• What the exercise asks
Print the passage of the post on right and left liberals from "The left-liberals want" to "enterprise and competition.", word for word.

• Source
Out of the Antiworld: right and left

Posted on 4:41 AM by Unknown
For most of the 1900s, political debate in the Anglosphere countries was limited to arguments between right and left liberals.

James Kalb has described the differing outlooks of right and left liberals in his recent essay Out of the Antiworld. He argues that both kinds of liberals want to make individual preference the supreme good in society. Right-liberals tend to be those who like action and who therefore see the satisfaction of individual preference in terms of "the unlimited pursuit of career, power and money in a sort of competitive free-for-all". This right-liberal "party of action" focuses on "markets, entrepreneurs and minimal regulation."

The left-liberals want to maximise individual preference differently. This party consists of:
experts, officials, and explainers, who are enormously influential in a complex, bureaucratic, technological, and media-ridden society like our own. Such people are less interested in action and acquisition than in the creation of a scheme of total control through exact knowledge. The ideal they strive for is a sort of EU writ large, a universal system of social management run by expert functionaries that secures and fine-tunes maximum equal preference satisfaction for everyone everywhere. Such a system requires uniformity, centralization, and strict limits on disturbing factors like enterprise and competition.

In 1965 the Federal President of the Australian Liberal Party (our right-liberal party), Philip McBride, made this comment:
...We are not to be held back, nor do we want to see Australia held back, by the belief that our national destiny is to be found in a bureaucratic State where theorists are paramount

You can see that in 1965 right-liberals were focused on the debate with left-liberals, not with traditionalists. McBride saw his opposition as being the left-liberal party of "experts, officials and explainers".

But if the debate is limited to an argument between right and left liberals can we really be surprised if society drifts ever further in a liberal direction? James Kalb has made an excellent contribution with his essay to opening up debate, by criticising liberalism as an "operating system" rather than just opposing this or that liberal policy.

Source records
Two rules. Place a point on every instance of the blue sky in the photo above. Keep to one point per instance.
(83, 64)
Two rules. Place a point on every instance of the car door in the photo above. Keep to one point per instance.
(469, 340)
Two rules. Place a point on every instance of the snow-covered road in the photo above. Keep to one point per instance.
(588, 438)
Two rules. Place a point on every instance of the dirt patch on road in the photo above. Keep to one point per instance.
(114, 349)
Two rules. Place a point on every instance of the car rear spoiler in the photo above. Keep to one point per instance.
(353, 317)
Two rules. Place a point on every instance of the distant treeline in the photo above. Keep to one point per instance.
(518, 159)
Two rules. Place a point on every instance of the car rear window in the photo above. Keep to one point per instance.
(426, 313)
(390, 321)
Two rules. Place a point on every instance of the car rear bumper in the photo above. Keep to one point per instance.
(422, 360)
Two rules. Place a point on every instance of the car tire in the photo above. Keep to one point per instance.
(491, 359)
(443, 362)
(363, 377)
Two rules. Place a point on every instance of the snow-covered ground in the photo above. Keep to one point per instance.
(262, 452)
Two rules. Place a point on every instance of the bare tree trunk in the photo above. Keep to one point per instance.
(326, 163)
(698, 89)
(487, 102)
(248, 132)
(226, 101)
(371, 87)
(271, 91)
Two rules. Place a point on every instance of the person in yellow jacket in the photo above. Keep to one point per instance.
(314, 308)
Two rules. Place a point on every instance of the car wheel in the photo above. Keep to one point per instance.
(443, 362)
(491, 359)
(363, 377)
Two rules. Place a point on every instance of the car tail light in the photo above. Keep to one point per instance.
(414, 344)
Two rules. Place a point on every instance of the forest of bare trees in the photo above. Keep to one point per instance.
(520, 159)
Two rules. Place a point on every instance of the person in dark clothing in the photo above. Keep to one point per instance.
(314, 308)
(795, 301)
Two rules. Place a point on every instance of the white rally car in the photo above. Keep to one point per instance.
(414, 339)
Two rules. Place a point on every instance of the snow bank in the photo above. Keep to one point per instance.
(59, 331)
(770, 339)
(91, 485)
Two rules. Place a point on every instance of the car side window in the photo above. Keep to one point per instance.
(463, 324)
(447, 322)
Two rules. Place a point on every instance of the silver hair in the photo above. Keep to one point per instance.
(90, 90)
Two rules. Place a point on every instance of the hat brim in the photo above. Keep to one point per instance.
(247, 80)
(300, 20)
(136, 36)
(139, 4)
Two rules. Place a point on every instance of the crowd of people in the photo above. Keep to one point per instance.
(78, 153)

• Solution for this problem
The left-liberals want to maximise individual preference differently. This party consists of:
experts, officials, and explainers, who are enormously influential in a complex, bureaucratic, technological, and media-ridden society like our own. Such people are less interested in action and acquisition than in the creation of a scheme of total control through exact knowledge. The ideal they strive for is a sort of EU writ large, a universal system of social management run by expert functionaries that secures and fine-tunes maximum equal preference satisfaction for everyone everywhere. Such a system requires uniformity, centralization, and strict limits on disturbing factors like enterprise and competition.